## Begin

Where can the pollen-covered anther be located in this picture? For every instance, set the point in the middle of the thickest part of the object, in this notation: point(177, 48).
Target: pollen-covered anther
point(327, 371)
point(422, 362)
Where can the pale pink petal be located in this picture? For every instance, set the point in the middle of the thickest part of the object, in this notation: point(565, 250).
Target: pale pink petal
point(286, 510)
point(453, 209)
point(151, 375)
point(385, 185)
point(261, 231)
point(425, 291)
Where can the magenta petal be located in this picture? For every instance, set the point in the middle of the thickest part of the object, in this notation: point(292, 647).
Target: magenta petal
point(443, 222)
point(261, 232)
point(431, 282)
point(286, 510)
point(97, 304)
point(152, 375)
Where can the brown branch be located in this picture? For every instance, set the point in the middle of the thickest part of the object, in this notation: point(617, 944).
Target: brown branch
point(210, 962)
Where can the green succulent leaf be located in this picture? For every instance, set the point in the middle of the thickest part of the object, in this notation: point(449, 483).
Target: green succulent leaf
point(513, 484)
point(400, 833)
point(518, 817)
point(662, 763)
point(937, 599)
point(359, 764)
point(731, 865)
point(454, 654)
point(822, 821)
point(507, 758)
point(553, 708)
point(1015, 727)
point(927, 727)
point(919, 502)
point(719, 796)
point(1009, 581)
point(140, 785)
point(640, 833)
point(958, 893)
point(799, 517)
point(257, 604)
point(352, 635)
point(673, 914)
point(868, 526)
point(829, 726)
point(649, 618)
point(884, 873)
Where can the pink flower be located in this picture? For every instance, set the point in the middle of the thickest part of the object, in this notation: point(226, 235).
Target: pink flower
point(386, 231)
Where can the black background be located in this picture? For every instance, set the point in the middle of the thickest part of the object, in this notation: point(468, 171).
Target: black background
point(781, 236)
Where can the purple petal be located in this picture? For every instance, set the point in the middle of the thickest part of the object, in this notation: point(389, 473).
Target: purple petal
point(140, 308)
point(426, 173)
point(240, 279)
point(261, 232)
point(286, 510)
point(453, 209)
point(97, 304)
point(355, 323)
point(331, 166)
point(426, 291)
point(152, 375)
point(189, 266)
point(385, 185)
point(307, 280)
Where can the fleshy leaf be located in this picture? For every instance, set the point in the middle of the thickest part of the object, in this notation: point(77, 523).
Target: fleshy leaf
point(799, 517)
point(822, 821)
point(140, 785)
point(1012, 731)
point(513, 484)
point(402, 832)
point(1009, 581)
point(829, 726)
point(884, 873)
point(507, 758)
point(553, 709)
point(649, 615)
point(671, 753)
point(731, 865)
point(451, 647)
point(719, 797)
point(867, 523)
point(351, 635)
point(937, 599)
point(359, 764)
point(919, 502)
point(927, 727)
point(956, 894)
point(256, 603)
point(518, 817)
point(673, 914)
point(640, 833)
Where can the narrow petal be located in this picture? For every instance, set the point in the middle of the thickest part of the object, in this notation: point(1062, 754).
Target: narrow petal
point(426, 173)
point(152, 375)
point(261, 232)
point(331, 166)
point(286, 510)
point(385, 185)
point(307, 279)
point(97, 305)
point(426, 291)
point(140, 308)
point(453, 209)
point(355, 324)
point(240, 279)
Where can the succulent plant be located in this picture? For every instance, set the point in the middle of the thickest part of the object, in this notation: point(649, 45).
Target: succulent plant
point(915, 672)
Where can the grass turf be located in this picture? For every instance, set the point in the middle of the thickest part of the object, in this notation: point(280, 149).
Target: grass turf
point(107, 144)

## End

→ **Objective**:
Copy the records word for word, beginning at the line that contains "Where can the black" and ending after the line that contains "point(307, 280)".

→ **Response to the task**:
Where can the black background be located in this picture? For every instance, set the point in the middle of the thickest part of the object, in this notation: point(468, 171).
Target: black background
point(781, 236)
Where can the purple petal be located in this picture? For every instance, set the point in the middle of the thickest part of the object, in this notation: point(389, 473).
Target: purple petal
point(140, 308)
point(426, 173)
point(240, 279)
point(261, 232)
point(286, 510)
point(453, 209)
point(97, 304)
point(355, 323)
point(331, 166)
point(426, 291)
point(152, 375)
point(189, 266)
point(385, 185)
point(307, 280)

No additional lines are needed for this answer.